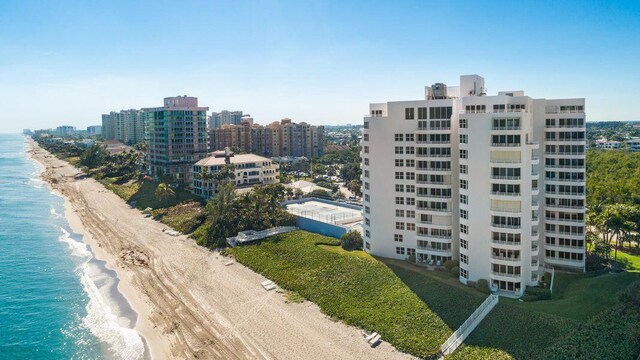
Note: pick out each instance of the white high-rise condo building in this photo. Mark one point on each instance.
(497, 182)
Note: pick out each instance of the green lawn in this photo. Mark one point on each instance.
(412, 311)
(580, 297)
(143, 194)
(184, 217)
(630, 261)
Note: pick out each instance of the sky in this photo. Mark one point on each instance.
(323, 62)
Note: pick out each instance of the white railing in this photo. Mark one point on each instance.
(469, 325)
(250, 236)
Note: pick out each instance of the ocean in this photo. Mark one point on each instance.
(56, 300)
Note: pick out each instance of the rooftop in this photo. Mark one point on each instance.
(236, 159)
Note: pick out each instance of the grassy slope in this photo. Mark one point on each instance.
(416, 317)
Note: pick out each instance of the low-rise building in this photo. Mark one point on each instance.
(607, 145)
(633, 144)
(248, 170)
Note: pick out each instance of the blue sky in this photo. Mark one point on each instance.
(67, 62)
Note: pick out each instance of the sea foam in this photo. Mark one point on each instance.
(121, 342)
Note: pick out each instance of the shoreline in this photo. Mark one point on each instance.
(190, 304)
(76, 227)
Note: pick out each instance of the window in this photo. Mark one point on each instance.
(440, 112)
(422, 113)
(409, 113)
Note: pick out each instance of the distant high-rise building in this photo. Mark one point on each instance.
(225, 117)
(127, 126)
(65, 130)
(177, 137)
(94, 130)
(108, 127)
(283, 138)
(496, 182)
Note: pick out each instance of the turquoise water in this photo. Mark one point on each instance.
(56, 301)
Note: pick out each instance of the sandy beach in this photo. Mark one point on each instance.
(189, 304)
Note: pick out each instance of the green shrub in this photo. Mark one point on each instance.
—————
**EXERCISE GOAL:** Every line above should be repeated exactly; pictures stay out of the copy.

**REPLY:**
Note: pick out each instance of the white high-rise condo building in this photo. Mark one point on each instance.
(497, 182)
Note: pick out each instance of the green lawn in this photo. Mark one point on each instance.
(412, 311)
(580, 297)
(143, 194)
(184, 217)
(630, 261)
Note: pick out each instance of the sky in this photo. Mark one point on each instance.
(323, 62)
Note: pick out each instance of the white railing in this photo. Mark one point on each instance.
(469, 325)
(250, 236)
Note: pick out each instance of the ocean in this photo. Mark one point on each instance.
(56, 300)
Note: pick out each instance of the rooftop in this photo. Mark one point on each instance.
(236, 159)
Note: pick out each instance of the grassy slope in this photo. Mark one point on each instance.
(416, 317)
Note: pick out each instance of the low-rise building in this photo. Mark one point on each instance.
(607, 145)
(633, 144)
(248, 170)
Note: pick out each instance of the blue sky in this photo. Mark one point on each instance.
(67, 62)
Note: pick out each instance of the sea foam in this photo. Mark one point on each instance.
(121, 342)
Note: pick out each instance of the shoreline in this photo. Mark one point on each instance.
(190, 304)
(76, 227)
Note: pick out each instance of the window in this photo. Mark one point on each instance.
(440, 112)
(422, 113)
(409, 113)
Note: pick out each instance of the distant high-rise building in this photo. Mark one point on each instance.
(225, 117)
(127, 126)
(65, 130)
(177, 137)
(94, 130)
(108, 127)
(283, 138)
(496, 182)
Note: pick out each instance of the turquoise water in this photo. Mark one point on each instance.
(56, 301)
Note: pick out each instance of the sandy beach in this photo. Mark one point on each instance.
(189, 304)
Note: pick out each instance of the green shrub in this photo. Mark one point on each instance.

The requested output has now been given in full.